** What is expected **
Please retype the entries below exactly, only from their first line through the line containing "Target: athlete's hand", leaving every picture out.
┌─ Raw data
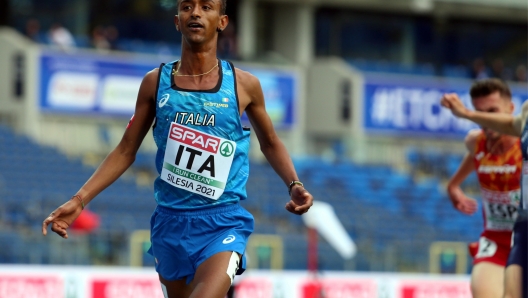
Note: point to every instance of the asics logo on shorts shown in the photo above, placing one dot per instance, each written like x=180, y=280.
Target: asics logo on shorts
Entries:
x=229, y=239
x=163, y=100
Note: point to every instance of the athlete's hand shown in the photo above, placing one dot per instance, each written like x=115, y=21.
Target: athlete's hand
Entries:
x=453, y=102
x=300, y=200
x=461, y=202
x=61, y=218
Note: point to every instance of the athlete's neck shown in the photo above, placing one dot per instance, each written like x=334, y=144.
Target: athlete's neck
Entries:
x=194, y=62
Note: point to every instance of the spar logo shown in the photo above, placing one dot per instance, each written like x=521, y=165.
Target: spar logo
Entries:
x=199, y=140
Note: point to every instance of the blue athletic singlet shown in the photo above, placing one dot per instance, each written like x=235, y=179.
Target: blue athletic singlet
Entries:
x=202, y=155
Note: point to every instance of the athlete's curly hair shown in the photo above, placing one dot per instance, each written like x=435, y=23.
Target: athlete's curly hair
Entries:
x=223, y=5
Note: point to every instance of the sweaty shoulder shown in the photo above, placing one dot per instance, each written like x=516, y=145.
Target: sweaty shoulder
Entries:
x=248, y=88
x=149, y=85
x=520, y=120
x=471, y=140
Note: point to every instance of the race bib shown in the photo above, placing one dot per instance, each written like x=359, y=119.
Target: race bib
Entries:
x=500, y=209
x=196, y=161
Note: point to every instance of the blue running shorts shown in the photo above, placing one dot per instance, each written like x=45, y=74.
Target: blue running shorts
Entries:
x=182, y=240
x=519, y=251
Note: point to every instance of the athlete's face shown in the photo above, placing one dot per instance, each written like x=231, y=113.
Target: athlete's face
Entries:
x=198, y=20
x=492, y=103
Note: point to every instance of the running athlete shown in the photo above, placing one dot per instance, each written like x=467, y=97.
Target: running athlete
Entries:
x=497, y=160
x=515, y=281
x=198, y=230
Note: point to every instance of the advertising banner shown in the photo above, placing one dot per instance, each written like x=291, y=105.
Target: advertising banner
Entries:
x=131, y=282
x=411, y=106
x=89, y=84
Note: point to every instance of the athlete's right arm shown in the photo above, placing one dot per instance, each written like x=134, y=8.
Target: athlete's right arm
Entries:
x=116, y=163
x=500, y=122
x=458, y=198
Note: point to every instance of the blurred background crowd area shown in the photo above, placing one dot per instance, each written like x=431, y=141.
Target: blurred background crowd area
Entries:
x=418, y=40
x=385, y=178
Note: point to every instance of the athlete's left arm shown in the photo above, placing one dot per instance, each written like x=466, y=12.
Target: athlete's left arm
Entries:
x=252, y=100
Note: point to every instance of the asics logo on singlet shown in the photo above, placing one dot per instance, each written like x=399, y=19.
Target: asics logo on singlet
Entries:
x=229, y=239
x=505, y=169
x=163, y=100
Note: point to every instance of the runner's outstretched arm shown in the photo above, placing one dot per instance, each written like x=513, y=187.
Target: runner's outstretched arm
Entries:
x=500, y=122
x=115, y=164
x=271, y=146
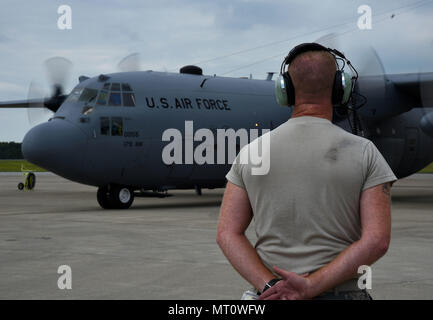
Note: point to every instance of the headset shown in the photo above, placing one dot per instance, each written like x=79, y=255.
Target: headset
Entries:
x=343, y=86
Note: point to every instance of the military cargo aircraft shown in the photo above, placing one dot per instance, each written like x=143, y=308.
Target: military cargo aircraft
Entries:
x=108, y=131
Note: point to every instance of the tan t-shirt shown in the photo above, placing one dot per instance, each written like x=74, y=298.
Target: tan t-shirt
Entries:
x=306, y=208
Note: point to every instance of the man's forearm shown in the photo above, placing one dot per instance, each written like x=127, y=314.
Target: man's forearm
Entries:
x=243, y=257
x=345, y=265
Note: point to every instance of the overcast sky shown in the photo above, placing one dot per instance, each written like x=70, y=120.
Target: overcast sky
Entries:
x=170, y=34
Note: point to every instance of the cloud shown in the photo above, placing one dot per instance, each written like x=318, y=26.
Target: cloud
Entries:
x=169, y=34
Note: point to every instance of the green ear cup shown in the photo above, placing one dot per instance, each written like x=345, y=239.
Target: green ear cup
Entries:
x=347, y=87
x=281, y=91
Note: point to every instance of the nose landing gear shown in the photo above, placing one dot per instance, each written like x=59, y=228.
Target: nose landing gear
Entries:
x=115, y=197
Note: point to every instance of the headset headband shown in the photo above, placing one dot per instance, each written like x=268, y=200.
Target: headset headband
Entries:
x=306, y=47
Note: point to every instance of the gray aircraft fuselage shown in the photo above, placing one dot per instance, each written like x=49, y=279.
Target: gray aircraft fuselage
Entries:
x=123, y=145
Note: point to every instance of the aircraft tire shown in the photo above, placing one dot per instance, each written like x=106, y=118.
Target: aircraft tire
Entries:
x=103, y=198
x=121, y=197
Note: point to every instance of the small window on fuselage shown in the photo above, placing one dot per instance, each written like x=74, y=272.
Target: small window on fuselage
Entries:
x=128, y=99
x=105, y=126
x=116, y=126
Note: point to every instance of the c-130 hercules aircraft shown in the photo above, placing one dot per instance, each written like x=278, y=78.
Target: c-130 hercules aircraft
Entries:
x=108, y=131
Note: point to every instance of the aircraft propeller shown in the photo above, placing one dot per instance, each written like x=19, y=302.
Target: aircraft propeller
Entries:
x=58, y=70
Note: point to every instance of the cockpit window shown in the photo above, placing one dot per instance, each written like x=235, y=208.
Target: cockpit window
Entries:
x=115, y=99
x=116, y=94
x=88, y=95
x=74, y=95
x=126, y=87
x=115, y=87
x=102, y=98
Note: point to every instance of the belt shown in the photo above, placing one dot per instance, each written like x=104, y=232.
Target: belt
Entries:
x=349, y=285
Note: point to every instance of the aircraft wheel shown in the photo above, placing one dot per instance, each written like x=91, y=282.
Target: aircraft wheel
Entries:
x=103, y=198
x=31, y=181
x=121, y=197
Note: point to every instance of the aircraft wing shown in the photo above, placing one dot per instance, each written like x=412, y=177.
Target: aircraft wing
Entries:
x=32, y=103
x=419, y=86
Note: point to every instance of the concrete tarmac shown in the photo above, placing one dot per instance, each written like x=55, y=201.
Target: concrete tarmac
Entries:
x=165, y=248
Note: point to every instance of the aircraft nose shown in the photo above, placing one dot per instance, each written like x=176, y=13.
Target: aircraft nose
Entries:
x=57, y=146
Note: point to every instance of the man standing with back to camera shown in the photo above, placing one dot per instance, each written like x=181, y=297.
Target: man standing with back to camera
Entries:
x=323, y=209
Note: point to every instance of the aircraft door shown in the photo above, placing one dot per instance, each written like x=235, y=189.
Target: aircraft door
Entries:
x=410, y=151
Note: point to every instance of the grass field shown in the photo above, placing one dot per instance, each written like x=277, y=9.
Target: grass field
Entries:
x=15, y=166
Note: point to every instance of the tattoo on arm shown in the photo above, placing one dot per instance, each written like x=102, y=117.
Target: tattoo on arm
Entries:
x=386, y=189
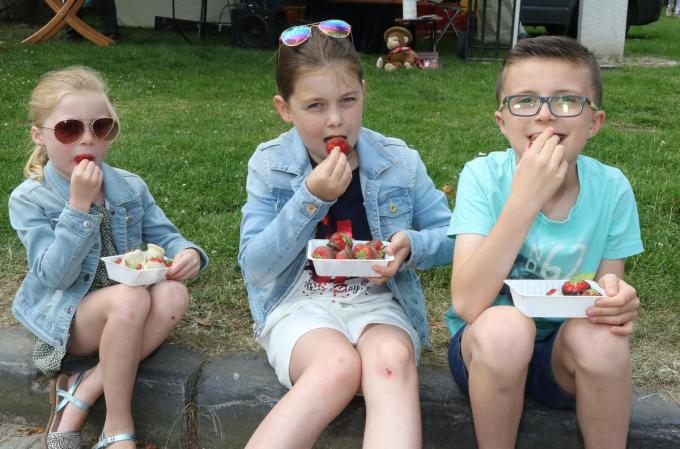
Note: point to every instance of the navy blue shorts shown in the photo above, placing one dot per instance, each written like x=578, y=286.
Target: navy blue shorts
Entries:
x=540, y=385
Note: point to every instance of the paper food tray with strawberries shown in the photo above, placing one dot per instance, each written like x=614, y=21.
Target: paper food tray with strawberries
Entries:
x=544, y=298
x=138, y=267
x=345, y=267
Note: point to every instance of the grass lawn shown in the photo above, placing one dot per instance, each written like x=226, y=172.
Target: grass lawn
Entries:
x=192, y=115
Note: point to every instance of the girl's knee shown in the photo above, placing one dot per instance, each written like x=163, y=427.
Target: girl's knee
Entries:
x=170, y=298
x=340, y=372
x=392, y=358
x=130, y=304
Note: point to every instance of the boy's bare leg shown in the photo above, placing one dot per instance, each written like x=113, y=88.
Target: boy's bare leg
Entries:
x=326, y=371
x=497, y=348
x=593, y=364
x=389, y=381
x=163, y=305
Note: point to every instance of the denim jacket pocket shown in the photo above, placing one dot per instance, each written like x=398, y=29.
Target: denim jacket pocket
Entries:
x=133, y=222
x=396, y=212
x=53, y=218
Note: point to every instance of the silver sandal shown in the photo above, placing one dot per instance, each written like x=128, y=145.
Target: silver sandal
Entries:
x=70, y=439
x=105, y=441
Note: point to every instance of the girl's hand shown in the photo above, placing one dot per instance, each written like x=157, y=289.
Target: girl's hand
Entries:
x=540, y=171
x=186, y=265
x=331, y=177
x=618, y=309
x=400, y=248
x=86, y=184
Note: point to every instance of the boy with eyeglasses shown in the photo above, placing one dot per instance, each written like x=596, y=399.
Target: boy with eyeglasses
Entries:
x=541, y=210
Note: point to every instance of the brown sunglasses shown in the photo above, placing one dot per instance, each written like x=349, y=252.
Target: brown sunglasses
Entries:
x=69, y=131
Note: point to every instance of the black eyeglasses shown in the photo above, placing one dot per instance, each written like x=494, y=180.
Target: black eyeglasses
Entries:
x=69, y=131
x=559, y=105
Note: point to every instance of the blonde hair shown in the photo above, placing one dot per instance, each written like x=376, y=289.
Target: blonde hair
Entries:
x=51, y=88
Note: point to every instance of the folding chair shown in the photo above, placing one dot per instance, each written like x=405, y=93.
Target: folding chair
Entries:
x=451, y=10
x=65, y=13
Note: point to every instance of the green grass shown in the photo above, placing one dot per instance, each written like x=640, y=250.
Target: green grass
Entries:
x=192, y=115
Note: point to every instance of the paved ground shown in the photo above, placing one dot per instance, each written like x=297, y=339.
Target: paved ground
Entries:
x=20, y=437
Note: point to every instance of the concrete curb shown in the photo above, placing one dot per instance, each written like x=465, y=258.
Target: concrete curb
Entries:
x=180, y=398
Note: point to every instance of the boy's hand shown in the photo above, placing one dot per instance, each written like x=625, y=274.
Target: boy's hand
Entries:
x=186, y=265
x=331, y=177
x=400, y=248
x=86, y=183
x=618, y=309
x=540, y=171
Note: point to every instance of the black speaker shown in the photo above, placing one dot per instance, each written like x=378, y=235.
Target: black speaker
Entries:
x=255, y=27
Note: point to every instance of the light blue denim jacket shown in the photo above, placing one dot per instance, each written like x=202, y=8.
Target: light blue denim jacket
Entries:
x=281, y=215
x=63, y=244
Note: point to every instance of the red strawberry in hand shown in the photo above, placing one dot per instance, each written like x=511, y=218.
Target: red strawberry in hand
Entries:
x=575, y=287
x=80, y=157
x=591, y=292
x=338, y=142
x=323, y=252
x=339, y=241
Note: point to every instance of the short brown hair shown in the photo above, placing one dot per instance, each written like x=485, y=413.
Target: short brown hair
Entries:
x=553, y=47
x=316, y=52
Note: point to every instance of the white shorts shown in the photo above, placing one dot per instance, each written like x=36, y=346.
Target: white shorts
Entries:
x=295, y=317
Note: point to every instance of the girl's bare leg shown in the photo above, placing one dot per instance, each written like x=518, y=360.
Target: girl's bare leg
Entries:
x=389, y=381
x=592, y=364
x=326, y=371
x=125, y=324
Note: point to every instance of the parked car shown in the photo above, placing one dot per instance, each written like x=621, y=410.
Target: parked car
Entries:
x=561, y=16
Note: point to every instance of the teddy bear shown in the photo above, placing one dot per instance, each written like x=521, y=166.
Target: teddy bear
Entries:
x=400, y=54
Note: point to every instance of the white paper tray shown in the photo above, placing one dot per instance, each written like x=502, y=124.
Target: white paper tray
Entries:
x=120, y=273
x=345, y=267
x=530, y=298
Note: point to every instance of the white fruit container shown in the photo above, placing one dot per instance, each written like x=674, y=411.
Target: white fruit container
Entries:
x=345, y=267
x=120, y=273
x=531, y=299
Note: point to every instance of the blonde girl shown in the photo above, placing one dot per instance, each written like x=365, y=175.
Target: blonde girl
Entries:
x=72, y=209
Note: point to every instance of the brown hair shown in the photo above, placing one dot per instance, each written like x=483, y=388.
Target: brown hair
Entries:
x=50, y=89
x=553, y=47
x=316, y=52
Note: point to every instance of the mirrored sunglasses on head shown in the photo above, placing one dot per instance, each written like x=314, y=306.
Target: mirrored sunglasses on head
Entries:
x=294, y=36
x=71, y=130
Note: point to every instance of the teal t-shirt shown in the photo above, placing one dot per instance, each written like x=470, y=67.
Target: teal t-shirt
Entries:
x=602, y=224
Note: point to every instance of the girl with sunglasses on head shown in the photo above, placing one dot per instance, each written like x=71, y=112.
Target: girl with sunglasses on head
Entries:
x=72, y=209
x=331, y=339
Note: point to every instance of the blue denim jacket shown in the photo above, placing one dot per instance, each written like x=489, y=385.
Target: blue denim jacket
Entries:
x=281, y=215
x=63, y=244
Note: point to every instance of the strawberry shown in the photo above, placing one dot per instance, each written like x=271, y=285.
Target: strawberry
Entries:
x=323, y=252
x=338, y=142
x=344, y=254
x=591, y=292
x=377, y=244
x=340, y=241
x=364, y=251
x=575, y=287
x=80, y=157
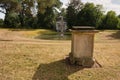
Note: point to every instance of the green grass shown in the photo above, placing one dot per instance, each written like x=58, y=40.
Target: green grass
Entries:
x=45, y=60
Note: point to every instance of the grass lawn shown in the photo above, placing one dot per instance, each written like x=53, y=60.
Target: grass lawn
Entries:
x=24, y=58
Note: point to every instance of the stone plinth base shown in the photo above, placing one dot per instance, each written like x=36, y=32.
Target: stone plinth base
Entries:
x=83, y=61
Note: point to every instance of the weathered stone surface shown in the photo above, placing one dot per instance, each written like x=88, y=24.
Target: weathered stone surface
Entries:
x=82, y=47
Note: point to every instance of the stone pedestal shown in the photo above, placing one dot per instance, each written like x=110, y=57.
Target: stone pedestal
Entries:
x=82, y=46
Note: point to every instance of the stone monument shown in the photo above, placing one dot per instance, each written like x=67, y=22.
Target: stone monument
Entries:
x=82, y=46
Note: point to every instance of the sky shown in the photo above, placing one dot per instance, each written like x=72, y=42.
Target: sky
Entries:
x=107, y=5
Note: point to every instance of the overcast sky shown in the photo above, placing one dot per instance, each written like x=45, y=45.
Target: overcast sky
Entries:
x=107, y=4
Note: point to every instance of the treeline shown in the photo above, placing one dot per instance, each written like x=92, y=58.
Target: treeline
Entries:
x=29, y=13
x=34, y=14
x=92, y=15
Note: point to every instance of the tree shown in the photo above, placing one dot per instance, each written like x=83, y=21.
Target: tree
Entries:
x=72, y=11
x=90, y=15
x=110, y=21
x=1, y=22
x=46, y=15
x=8, y=6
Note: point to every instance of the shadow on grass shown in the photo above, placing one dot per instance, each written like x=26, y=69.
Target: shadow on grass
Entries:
x=115, y=35
x=59, y=70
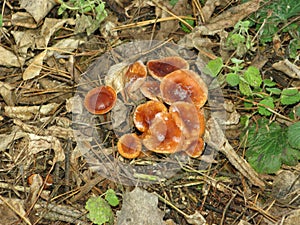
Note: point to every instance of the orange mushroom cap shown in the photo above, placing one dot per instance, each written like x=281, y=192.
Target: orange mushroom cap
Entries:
x=145, y=113
x=135, y=76
x=196, y=148
x=184, y=85
x=186, y=117
x=161, y=67
x=100, y=100
x=163, y=136
x=150, y=89
x=129, y=146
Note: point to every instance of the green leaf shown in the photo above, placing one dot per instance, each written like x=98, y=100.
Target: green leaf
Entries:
x=268, y=147
x=275, y=91
x=294, y=135
x=289, y=96
x=232, y=79
x=111, y=197
x=99, y=211
x=173, y=2
x=268, y=102
x=269, y=83
x=252, y=76
x=213, y=67
x=245, y=88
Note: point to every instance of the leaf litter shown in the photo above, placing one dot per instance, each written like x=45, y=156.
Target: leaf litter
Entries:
x=37, y=136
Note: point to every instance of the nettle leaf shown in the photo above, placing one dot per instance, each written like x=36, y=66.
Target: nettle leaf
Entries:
x=213, y=67
x=100, y=211
x=268, y=147
x=245, y=88
x=232, y=79
x=275, y=91
x=294, y=135
x=268, y=102
x=289, y=96
x=253, y=77
x=269, y=83
x=111, y=197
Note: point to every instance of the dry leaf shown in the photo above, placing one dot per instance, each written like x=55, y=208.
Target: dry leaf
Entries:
x=41, y=143
x=38, y=8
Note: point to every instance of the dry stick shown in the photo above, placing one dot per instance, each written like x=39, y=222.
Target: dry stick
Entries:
x=172, y=14
x=226, y=208
x=148, y=22
x=16, y=211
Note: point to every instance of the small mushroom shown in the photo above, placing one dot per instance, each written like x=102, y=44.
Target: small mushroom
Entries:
x=163, y=136
x=145, y=113
x=159, y=68
x=100, y=100
x=135, y=76
x=196, y=148
x=129, y=146
x=150, y=89
x=184, y=85
x=186, y=117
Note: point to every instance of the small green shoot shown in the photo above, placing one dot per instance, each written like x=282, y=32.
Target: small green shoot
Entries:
x=270, y=145
x=190, y=22
x=100, y=211
x=88, y=23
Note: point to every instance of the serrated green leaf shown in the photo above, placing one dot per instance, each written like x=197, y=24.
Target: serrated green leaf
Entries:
x=253, y=77
x=269, y=83
x=245, y=88
x=100, y=211
x=275, y=91
x=289, y=96
x=267, y=147
x=111, y=197
x=294, y=135
x=268, y=102
x=232, y=79
x=213, y=67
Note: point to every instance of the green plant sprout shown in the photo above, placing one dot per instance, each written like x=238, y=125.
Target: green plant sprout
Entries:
└─
** Task response **
Note: point to every instance of the asics logo on shorts shown in the photo above, placing one dot per instance, each written like x=180, y=280.
Target: asics logo on shorts
Entries:
x=229, y=239
x=163, y=100
Note: point to every instance of the athlete's hand shown in the photo above, placing one dot per instance, each written like x=115, y=21.
Target: athlete's hand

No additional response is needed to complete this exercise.